_Given entries:_

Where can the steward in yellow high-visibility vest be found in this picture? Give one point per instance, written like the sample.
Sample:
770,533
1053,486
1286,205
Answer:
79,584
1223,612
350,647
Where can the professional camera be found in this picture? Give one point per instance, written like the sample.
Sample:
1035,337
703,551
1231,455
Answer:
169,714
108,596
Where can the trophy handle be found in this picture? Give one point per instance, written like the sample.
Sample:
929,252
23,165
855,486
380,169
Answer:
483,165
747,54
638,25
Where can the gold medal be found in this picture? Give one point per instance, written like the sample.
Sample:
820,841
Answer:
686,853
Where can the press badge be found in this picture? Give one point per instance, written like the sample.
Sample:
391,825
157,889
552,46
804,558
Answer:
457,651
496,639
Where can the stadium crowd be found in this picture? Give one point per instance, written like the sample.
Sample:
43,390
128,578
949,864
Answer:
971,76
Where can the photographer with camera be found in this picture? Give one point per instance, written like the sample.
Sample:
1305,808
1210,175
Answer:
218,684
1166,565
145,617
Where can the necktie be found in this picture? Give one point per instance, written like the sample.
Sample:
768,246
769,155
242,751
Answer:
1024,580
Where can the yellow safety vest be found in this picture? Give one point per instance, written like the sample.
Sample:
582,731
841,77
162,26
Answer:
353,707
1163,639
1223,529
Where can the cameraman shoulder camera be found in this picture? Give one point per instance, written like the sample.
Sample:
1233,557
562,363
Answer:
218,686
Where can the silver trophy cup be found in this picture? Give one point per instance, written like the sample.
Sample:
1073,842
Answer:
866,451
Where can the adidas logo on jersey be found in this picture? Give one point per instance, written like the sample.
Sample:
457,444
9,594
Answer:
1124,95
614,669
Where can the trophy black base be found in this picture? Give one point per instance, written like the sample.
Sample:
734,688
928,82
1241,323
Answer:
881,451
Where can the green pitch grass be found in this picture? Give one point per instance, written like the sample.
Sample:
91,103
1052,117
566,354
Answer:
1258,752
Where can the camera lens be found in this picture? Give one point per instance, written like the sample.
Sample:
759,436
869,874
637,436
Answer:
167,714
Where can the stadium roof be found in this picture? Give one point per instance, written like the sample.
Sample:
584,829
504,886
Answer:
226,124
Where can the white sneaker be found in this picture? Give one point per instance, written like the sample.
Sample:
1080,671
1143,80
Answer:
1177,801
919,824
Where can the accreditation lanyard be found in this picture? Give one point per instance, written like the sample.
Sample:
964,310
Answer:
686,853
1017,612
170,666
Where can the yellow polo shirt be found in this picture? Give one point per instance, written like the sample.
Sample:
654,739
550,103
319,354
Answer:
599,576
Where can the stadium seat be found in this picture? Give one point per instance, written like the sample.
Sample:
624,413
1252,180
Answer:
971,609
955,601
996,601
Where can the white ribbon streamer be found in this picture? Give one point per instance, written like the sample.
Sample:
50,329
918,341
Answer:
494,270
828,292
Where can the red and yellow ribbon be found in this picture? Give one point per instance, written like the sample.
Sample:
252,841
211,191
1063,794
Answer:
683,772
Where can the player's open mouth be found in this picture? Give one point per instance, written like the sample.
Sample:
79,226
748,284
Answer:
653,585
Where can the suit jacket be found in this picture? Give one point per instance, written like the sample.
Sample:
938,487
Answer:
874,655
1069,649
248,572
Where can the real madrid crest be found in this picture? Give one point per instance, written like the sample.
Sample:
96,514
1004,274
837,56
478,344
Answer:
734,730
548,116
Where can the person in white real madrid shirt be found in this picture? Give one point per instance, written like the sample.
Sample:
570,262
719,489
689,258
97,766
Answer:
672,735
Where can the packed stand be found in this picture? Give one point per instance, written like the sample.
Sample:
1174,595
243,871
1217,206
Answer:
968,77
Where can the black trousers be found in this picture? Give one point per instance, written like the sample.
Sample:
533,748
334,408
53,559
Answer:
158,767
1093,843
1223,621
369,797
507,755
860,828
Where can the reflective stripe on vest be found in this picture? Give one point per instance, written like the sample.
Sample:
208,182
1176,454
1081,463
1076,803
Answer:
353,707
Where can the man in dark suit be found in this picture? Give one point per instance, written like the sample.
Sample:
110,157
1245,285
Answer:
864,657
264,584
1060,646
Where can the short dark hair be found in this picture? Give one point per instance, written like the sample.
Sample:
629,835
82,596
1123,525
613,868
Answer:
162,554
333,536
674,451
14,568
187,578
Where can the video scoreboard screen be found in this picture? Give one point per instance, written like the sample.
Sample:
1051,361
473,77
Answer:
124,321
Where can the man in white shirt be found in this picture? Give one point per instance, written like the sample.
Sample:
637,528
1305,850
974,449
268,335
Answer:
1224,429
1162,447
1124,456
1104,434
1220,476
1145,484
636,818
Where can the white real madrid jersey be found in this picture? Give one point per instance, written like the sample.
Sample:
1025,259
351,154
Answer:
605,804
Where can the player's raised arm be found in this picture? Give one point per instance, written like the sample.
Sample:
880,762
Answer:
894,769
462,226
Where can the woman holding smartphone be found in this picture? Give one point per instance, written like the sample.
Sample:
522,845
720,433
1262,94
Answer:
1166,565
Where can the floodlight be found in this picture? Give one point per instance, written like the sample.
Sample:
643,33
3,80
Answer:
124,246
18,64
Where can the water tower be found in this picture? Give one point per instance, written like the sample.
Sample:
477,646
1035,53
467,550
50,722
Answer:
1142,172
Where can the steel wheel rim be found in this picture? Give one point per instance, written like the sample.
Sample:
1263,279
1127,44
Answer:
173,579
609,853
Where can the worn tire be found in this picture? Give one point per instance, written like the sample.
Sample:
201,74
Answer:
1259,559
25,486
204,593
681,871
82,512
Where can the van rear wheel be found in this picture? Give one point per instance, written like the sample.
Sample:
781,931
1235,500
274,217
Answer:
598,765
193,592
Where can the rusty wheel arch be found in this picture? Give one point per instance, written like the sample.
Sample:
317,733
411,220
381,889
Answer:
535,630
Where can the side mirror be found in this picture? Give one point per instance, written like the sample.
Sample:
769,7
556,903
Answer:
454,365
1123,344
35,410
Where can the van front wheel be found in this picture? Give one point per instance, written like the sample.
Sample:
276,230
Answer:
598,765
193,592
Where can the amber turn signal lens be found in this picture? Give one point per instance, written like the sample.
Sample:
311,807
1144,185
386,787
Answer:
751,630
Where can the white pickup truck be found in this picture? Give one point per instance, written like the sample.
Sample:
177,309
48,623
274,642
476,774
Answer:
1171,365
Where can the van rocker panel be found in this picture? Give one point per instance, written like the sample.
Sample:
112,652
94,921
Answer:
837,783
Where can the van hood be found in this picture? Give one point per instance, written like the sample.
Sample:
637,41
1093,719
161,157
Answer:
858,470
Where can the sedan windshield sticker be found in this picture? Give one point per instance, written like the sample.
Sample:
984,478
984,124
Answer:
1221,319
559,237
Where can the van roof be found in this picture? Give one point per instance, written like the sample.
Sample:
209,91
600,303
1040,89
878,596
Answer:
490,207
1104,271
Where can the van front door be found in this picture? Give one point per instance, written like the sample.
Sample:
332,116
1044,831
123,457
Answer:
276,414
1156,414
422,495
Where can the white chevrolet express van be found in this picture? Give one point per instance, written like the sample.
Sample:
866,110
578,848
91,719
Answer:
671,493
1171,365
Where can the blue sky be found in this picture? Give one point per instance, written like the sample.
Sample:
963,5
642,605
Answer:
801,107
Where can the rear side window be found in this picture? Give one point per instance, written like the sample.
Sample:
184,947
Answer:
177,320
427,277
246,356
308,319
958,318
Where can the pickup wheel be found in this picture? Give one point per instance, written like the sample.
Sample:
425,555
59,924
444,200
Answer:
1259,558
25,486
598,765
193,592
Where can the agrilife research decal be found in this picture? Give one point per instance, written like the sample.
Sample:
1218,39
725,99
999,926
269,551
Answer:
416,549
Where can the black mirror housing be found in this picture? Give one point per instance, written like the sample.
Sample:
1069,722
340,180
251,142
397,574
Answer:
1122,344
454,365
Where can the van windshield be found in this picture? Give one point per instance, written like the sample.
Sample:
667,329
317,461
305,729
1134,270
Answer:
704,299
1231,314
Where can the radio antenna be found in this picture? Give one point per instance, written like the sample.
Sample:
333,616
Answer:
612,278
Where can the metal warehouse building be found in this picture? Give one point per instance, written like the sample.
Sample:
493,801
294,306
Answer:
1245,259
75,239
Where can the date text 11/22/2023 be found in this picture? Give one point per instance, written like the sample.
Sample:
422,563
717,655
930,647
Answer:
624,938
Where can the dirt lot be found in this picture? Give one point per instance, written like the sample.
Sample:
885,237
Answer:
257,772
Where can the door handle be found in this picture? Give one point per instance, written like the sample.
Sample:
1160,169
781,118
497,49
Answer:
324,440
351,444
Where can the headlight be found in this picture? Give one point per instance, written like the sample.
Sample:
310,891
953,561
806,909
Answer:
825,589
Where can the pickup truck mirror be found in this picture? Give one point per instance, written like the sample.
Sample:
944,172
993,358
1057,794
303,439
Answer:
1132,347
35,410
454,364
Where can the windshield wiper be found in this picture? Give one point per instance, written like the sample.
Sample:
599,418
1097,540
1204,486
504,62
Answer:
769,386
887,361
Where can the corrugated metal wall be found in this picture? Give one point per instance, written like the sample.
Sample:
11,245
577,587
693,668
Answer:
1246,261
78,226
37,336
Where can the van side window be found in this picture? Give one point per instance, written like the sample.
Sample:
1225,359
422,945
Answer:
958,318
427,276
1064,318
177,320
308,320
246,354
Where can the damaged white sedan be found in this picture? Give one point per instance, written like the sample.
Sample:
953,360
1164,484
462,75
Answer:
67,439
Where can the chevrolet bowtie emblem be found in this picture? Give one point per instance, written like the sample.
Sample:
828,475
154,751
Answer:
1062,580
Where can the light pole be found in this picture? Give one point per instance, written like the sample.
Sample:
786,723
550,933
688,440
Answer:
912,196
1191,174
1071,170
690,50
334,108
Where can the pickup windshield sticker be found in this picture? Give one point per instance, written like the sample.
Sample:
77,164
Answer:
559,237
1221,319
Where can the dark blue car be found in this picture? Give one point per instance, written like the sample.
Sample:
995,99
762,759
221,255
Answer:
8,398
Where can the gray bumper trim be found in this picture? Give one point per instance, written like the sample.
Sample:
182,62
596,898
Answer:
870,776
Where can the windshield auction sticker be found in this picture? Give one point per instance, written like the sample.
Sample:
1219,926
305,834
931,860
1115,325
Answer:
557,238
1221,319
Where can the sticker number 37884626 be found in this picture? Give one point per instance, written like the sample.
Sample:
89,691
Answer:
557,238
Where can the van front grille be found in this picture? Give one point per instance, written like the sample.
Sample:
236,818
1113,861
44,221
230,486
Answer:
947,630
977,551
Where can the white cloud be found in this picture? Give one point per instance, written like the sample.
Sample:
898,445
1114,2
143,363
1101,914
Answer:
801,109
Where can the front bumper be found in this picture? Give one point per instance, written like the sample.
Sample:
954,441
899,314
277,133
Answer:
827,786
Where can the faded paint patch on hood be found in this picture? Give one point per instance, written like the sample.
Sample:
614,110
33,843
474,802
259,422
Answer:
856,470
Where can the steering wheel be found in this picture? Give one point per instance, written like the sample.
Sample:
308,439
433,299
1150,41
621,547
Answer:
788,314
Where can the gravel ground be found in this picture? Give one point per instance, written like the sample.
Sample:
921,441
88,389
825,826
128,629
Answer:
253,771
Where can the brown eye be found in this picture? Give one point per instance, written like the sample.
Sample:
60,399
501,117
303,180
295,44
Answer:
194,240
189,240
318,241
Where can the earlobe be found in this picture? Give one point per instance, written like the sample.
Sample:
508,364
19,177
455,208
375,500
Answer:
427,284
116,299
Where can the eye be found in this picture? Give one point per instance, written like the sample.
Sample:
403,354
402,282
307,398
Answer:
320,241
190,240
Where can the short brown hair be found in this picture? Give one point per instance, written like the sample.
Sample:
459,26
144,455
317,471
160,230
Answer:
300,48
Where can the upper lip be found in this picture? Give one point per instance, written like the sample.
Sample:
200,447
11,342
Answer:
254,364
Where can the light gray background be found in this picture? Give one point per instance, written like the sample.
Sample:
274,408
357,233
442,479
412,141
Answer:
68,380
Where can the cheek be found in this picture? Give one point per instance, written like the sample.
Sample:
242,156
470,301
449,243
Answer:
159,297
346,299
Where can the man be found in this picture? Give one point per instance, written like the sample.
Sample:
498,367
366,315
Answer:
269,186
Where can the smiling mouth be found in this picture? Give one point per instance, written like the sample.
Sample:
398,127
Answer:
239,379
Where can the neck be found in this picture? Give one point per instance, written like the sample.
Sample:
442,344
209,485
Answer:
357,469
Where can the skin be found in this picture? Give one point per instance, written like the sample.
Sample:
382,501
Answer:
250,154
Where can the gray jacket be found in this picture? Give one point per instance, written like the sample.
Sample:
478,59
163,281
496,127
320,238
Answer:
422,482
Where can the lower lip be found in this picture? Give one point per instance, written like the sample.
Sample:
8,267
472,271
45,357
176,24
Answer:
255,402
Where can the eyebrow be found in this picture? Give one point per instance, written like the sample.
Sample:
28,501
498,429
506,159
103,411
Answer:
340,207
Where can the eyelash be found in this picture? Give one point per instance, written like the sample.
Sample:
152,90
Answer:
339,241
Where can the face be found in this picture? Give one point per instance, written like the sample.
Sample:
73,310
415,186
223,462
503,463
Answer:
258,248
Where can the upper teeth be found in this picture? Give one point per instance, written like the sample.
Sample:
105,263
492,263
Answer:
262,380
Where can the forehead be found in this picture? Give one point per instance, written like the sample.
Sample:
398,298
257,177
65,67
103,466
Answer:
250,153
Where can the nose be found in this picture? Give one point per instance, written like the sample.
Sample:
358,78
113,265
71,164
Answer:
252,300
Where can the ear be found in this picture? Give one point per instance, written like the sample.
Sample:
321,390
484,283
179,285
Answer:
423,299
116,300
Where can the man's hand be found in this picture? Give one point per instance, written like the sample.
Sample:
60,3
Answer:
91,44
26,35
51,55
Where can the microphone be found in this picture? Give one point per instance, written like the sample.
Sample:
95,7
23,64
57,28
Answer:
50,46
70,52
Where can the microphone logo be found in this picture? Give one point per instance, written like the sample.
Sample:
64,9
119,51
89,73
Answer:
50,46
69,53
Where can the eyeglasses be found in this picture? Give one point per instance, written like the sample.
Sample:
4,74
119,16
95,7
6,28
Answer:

_What is expected:_
Repeat, exactly as they stand above, the lines from the line with "Where can the front" to the line with "Where can the eye be", both lines included.

_Solution:_
Where can the front bumper be found in this picture? Give one point per instance, written like the sample.
Sample:
954,441
899,314
277,133
Answer:
827,786
Where can the faded paint patch on hood be found in this picture? Give one point per instance, written like the sample.
Sample:
614,110
33,843
474,802
259,422
Answer:
856,470
Where can the steering wheel be found in this picture? Give one point per instance, written like the sample.
Sample:
308,439
433,299
1150,41
621,547
Answer:
788,314
Where can the gravel ground be found in this picture? Give one point per instance, written like the sample.
Sample:
921,441
88,389
825,826
128,629
Answer:
253,771
Where can the brown eye be found in this picture? Give one point per instance, written like the sample.
Sample:
60,399
501,117
303,180
295,44
Answer:
194,240
189,240
318,241
Where can the earlobe be found in this picture? Give one point per instance, written like the sample.
Sample:
508,364
19,177
455,208
375,500
Answer:
427,284
116,299
Where can the eye be found in this picture? Give one point per instance, written like the sample.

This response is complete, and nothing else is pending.